Task item:
Please update the article on UCF's loss to Memphis by copying it out starting with "A three-decade 13-game" and going on through "could possibly happen?", with "locker room" changed to "team meeting room".

Passage:
Now we will see.
Now we will see how tough and tenacious this UCF team is.
Now we will see how resolute and resilient this team is.
Now we will see if the Knights stand up … or give up.
When kicker Daniel Obarski missed a last-second 40-yard field goal to give Memphis a hair-pulling, nail-biting, defenseless, down-to-the-wire 50-49 victory, UCF’s hopes and dreams for the 2020 season sailed wide left as well.
The team’s preseason goals are essentially gone now.
For all intents and purposes, the conference championship is gone.
A spot in a New Year’s Six bowl game is gone.
A three-decade 13-game win streak against Memphis is gone.
Asked what he can do to keep his team motivated and inspired moving forward, UCF coach Josh Heupel replied, “We have a bunch of competitors in that locker room, and as a competitor, there’s a pride factor in everything you do every day. There is certainly a pride factor on game day. We will move on get ready for the next one. There are lessons to be learned.”
“This moment,” he added, “can either define who we are moving forward or we can define this moment moving forward.”
Still, everybody associated with UCF from the players to the coaches to the administration to the fans to Knightro the mascot have to be wondering: How this could possibly happen?
How does UCF have nearly 800 yards of total offense (798 to be exact) … and lose?
How does UCF quarterback Dillon Gabriel throw for a school record 601 yards and five touchdowns without an interception … and lose?
How does UCF have three receivers with more than 170 yards in receptions … and lose?
How does UCF have touchdown passes of 85 yards to Marlon Williams, 43 yards to Jalen Robinson and 93 yards to Ryan O’Keefe … and lose?
The answer is obvious: Because UCF’s defense was, well, defenseless.

Free-text descriptions of objects:

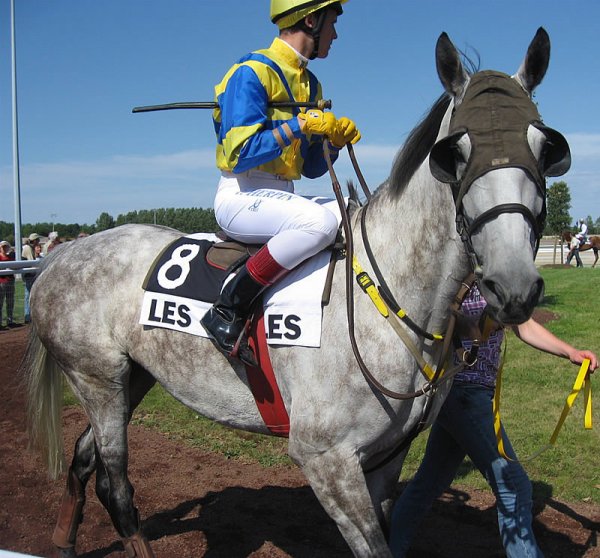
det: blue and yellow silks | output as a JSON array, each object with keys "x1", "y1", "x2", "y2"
[{"x1": 213, "y1": 38, "x2": 337, "y2": 180}]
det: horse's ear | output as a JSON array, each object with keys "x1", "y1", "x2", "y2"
[
  {"x1": 435, "y1": 33, "x2": 469, "y2": 101},
  {"x1": 429, "y1": 131, "x2": 464, "y2": 184},
  {"x1": 514, "y1": 27, "x2": 550, "y2": 95}
]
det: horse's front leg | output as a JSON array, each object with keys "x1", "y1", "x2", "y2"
[
  {"x1": 290, "y1": 447, "x2": 391, "y2": 558},
  {"x1": 365, "y1": 445, "x2": 410, "y2": 539}
]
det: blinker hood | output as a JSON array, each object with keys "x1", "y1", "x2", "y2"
[{"x1": 430, "y1": 70, "x2": 571, "y2": 204}]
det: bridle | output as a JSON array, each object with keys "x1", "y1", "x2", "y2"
[
  {"x1": 429, "y1": 71, "x2": 571, "y2": 275},
  {"x1": 323, "y1": 71, "x2": 571, "y2": 400}
]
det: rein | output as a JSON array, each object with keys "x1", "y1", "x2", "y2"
[{"x1": 323, "y1": 142, "x2": 474, "y2": 400}]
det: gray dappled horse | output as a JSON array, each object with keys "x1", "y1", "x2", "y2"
[{"x1": 24, "y1": 29, "x2": 569, "y2": 558}]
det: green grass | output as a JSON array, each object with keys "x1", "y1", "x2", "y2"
[
  {"x1": 401, "y1": 268, "x2": 600, "y2": 504},
  {"x1": 63, "y1": 268, "x2": 600, "y2": 504}
]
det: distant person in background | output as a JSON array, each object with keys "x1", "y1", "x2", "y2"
[
  {"x1": 0, "y1": 240, "x2": 17, "y2": 329},
  {"x1": 575, "y1": 219, "x2": 587, "y2": 247},
  {"x1": 42, "y1": 231, "x2": 61, "y2": 256},
  {"x1": 21, "y1": 233, "x2": 40, "y2": 324}
]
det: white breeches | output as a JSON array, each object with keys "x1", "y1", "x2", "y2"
[{"x1": 215, "y1": 170, "x2": 338, "y2": 269}]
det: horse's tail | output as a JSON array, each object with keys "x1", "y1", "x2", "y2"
[{"x1": 21, "y1": 324, "x2": 65, "y2": 479}]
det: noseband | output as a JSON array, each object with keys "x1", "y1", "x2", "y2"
[{"x1": 429, "y1": 71, "x2": 571, "y2": 271}]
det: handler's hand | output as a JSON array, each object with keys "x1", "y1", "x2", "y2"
[{"x1": 569, "y1": 350, "x2": 598, "y2": 373}]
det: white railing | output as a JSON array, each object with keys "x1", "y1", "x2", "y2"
[{"x1": 0, "y1": 260, "x2": 42, "y2": 277}]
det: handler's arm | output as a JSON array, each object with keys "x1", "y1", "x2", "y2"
[{"x1": 513, "y1": 318, "x2": 598, "y2": 370}]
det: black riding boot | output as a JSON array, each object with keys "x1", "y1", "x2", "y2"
[{"x1": 200, "y1": 266, "x2": 266, "y2": 366}]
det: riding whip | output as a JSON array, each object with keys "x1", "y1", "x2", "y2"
[{"x1": 131, "y1": 99, "x2": 332, "y2": 112}]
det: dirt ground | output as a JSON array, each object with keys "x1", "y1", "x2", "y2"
[{"x1": 0, "y1": 327, "x2": 600, "y2": 558}]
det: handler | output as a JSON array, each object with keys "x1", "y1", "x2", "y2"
[
  {"x1": 390, "y1": 285, "x2": 598, "y2": 558},
  {"x1": 202, "y1": 0, "x2": 360, "y2": 365}
]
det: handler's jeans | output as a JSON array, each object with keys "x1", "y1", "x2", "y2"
[{"x1": 390, "y1": 382, "x2": 543, "y2": 558}]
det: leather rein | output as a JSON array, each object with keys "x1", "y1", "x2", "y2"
[{"x1": 323, "y1": 142, "x2": 475, "y2": 400}]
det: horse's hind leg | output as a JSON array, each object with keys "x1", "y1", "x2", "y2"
[
  {"x1": 52, "y1": 426, "x2": 96, "y2": 558},
  {"x1": 59, "y1": 364, "x2": 155, "y2": 558},
  {"x1": 290, "y1": 446, "x2": 390, "y2": 558}
]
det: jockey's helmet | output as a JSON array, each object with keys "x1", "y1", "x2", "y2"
[{"x1": 271, "y1": 0, "x2": 348, "y2": 29}]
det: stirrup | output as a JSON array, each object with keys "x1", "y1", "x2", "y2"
[{"x1": 229, "y1": 318, "x2": 258, "y2": 367}]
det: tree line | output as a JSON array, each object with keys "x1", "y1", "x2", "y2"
[
  {"x1": 0, "y1": 181, "x2": 600, "y2": 244},
  {"x1": 544, "y1": 184, "x2": 600, "y2": 236},
  {"x1": 0, "y1": 207, "x2": 219, "y2": 245}
]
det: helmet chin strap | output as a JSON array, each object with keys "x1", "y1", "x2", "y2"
[{"x1": 302, "y1": 10, "x2": 327, "y2": 60}]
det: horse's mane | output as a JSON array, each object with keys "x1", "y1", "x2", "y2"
[{"x1": 388, "y1": 93, "x2": 451, "y2": 200}]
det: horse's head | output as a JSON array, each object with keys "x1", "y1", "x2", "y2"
[{"x1": 429, "y1": 28, "x2": 571, "y2": 324}]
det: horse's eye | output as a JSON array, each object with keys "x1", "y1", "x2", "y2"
[{"x1": 452, "y1": 145, "x2": 467, "y2": 163}]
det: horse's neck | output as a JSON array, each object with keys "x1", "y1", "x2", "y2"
[{"x1": 356, "y1": 103, "x2": 468, "y2": 327}]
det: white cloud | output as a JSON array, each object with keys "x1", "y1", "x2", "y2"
[{"x1": 566, "y1": 134, "x2": 600, "y2": 160}]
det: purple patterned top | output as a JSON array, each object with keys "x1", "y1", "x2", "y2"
[{"x1": 454, "y1": 283, "x2": 504, "y2": 388}]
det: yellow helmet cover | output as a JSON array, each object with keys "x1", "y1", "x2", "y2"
[{"x1": 271, "y1": 0, "x2": 348, "y2": 29}]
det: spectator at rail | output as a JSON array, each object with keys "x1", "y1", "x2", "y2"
[
  {"x1": 0, "y1": 240, "x2": 17, "y2": 329},
  {"x1": 575, "y1": 218, "x2": 587, "y2": 247},
  {"x1": 21, "y1": 233, "x2": 41, "y2": 324},
  {"x1": 42, "y1": 231, "x2": 61, "y2": 256}
]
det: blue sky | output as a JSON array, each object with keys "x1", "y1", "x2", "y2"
[{"x1": 0, "y1": 0, "x2": 600, "y2": 228}]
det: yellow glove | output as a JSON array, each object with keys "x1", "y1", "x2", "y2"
[
  {"x1": 298, "y1": 109, "x2": 337, "y2": 138},
  {"x1": 329, "y1": 116, "x2": 361, "y2": 147}
]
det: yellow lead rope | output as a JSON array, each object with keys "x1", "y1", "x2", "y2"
[{"x1": 493, "y1": 358, "x2": 592, "y2": 461}]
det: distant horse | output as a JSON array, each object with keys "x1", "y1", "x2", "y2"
[
  {"x1": 560, "y1": 231, "x2": 600, "y2": 267},
  {"x1": 24, "y1": 29, "x2": 570, "y2": 558}
]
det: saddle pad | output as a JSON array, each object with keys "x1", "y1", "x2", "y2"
[{"x1": 139, "y1": 200, "x2": 339, "y2": 347}]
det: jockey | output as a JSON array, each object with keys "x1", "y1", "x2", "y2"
[
  {"x1": 575, "y1": 218, "x2": 587, "y2": 246},
  {"x1": 202, "y1": 0, "x2": 360, "y2": 365}
]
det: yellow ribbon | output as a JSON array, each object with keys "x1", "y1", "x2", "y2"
[{"x1": 493, "y1": 358, "x2": 592, "y2": 461}]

Completed exercise:
A three-decade 13-game win streak against Memphis is gone.
Asked what he can do to keep his team motivated and inspired moving forward, UCF coach Josh Heupel replied, “We have a bunch of competitors in that team meeting room, and as a competitor, there’s a pride factor in everything you do every day. There is certainly a pride factor on game day. We will move on get ready for the next one. There are lessons to be learned.”
“This moment,” he added, “can either define who we are moving forward or we can define this moment moving forward.”
Still, everybody associated with UCF from the players to the coaches to the administration to the fans to Knightro the mascot have to be wondering: How this could possibly happen?